■ **Text block**:
Prosecute the Prince
"The prince of darkness is a gentleman." William Shakespeare.
With the Attorney General confirmation hearing starting it is important to remember the recent events surrounding the execution of a Washington Post commentator.
"The stout man with the gray goatee and the gentle demeanor dared to disagree with his country's government. He told the world the truth about its brutality toward those who would speak out. And he was murdered for it." KARL VICK, Time Magazine.
Jamal Khashoggi's murder according to U.S. Intelligence agencies was ordered and supervised by the Crown Prince of Saudi Arabia, Mohammed bin Salman, aka MBS, the de-facto ruler of that country. Can he get away with it without any recompense?
The Trump administration, lacking the moral courage to criticize MBS, will pursue little or no sanctions for his brutal conduct. The pursuit of justice, however, is not completely unavailable to Mr. Khashoggi's family. In order to obtain any semblance of "justice" they will likely need to turn to a federal court in the form of a civil wrongful-death case utilizing the Torture Victim Protection Act (TVPA). This is even though the Department of Justice has additional authority with a criminal statute (18 U.S.C.A. § 2340A) passed for the implementation of the 1984 Convention against Torture and Other Cruel Inhuman or Degrading Treatment or Punishment (known as the Torture Convention) to prosecute suspected torturers and co-conspirators to torture or murder, such as in the case of Jamal Khashoggi's murder ordered by MBS. This criminal prosecution could, however, only be pursued against MBS if he ever travels to the United States.

■ **Dataset records**:
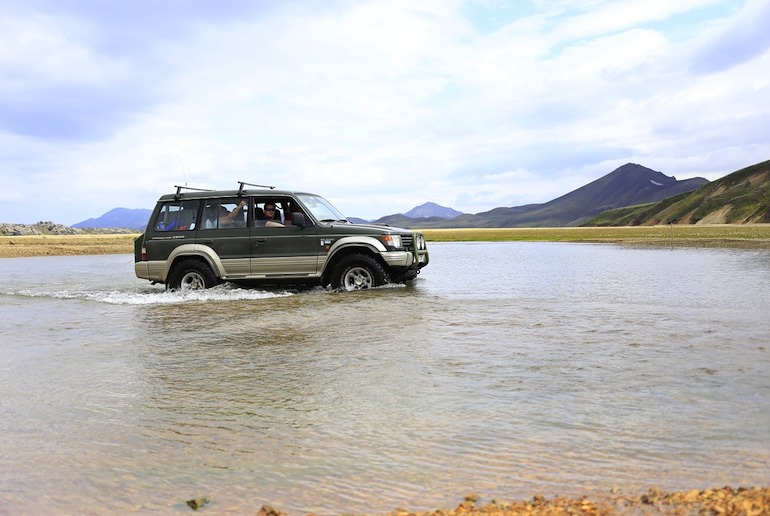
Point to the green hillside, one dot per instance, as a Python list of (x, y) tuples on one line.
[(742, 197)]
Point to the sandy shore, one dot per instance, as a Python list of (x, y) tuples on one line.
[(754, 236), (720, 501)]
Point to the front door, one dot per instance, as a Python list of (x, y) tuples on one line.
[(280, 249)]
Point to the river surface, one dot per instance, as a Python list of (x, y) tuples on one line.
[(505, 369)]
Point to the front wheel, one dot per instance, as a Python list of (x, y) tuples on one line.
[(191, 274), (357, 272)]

* * *

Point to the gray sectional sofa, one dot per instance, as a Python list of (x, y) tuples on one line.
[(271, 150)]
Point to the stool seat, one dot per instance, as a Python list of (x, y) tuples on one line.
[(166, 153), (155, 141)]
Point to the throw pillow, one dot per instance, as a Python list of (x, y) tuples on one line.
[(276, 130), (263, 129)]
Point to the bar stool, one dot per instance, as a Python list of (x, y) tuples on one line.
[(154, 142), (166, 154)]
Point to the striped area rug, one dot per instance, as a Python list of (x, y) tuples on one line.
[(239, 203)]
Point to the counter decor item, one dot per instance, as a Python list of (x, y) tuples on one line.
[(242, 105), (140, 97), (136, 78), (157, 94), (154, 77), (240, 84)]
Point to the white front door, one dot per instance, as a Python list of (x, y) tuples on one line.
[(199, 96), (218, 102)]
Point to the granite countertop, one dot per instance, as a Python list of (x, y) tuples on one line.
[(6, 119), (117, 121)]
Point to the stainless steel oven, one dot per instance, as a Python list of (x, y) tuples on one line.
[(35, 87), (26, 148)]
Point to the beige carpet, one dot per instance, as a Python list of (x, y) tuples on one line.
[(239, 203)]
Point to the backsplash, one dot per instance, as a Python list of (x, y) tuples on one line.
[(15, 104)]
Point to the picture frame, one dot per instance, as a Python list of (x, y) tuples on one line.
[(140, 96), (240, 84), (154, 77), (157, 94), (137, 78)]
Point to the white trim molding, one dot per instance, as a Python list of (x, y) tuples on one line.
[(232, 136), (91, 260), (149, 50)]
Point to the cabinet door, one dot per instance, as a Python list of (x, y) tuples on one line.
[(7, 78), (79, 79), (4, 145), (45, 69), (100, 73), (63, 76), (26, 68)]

---

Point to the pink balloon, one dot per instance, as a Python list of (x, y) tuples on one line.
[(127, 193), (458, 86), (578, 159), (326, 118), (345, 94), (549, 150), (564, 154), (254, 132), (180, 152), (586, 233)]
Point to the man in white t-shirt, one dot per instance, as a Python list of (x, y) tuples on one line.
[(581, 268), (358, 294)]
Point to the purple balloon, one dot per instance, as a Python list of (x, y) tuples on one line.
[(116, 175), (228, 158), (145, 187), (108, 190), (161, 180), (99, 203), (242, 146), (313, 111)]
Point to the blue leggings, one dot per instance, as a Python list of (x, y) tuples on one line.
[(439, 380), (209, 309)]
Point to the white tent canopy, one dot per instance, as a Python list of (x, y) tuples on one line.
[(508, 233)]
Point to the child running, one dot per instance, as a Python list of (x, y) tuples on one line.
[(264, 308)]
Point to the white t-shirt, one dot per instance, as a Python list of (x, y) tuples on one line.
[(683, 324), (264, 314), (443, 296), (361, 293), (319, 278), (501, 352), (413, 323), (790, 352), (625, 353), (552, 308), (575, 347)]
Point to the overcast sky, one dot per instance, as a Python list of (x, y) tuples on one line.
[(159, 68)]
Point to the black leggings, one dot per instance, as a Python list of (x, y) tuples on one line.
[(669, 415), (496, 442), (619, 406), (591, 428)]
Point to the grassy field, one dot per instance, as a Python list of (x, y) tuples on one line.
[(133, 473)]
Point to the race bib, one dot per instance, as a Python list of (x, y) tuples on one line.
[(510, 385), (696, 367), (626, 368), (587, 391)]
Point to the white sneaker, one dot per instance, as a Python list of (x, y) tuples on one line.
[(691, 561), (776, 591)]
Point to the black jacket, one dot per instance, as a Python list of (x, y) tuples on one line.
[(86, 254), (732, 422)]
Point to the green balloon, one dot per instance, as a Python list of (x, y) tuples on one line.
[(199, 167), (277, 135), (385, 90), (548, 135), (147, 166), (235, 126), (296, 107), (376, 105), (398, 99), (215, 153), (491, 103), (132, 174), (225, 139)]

■ **Task list**:
1) List every law or treaty that the opinion piece about prosecuting the crown prince names.
2) In the opinion piece about prosecuting the crown prince, under what condition could the criminal prosecution of MBS be pursued?
3) Extend the opinion piece about prosecuting the crown prince, starting after its last sentence.

■ **Per-task answers**:
1)
- Torture Victim Protection Act (TVPA)
- 18 U.S.C.A. § 2340A
- 1984 Convention against Torture and Other Cruel Inhuman or Degrading Treatment or Punishment (the Torture Convention)

2) Only if he ever travels to the United States.

3)
For practical reasons he would never subject himself to a criminal charge in the United States, so the only other alternative would be a civil action. The federal courts have pointed out the strong public-policy reasons for allowing an action against foreign actors who engage in torture, even against citizens of their own states. Court decisions have noted the legislative intent of Congress in passing the TVPA quoting from the Congressional Record: "A state that practices torture and summary execution is not one that adheres to the rule of law. Consequently, the Torture Victim Protection Act (TVPA) is designed to respond to this situation by providing a civil cause of action in U.S. courts for torture committed abroad."
MBS isn't the only criminal despot who is subject to potential civil and criminal actions in the United States. For example, the Trump administration sanctioned Russia recently, alleging that President Vladimir Putin and the Russian government used a weapons-grade nerve agent to poison former Russian spy Sergei Skripal in an assassination attempt in Great Britain. Kim Jong-nam, the half-brother of North Korean leader Kim Jong-un, was assassinated in a widely reported operation in Malaysia using poison as well, which has been reportedly linked to orders of the North Korean tyrant.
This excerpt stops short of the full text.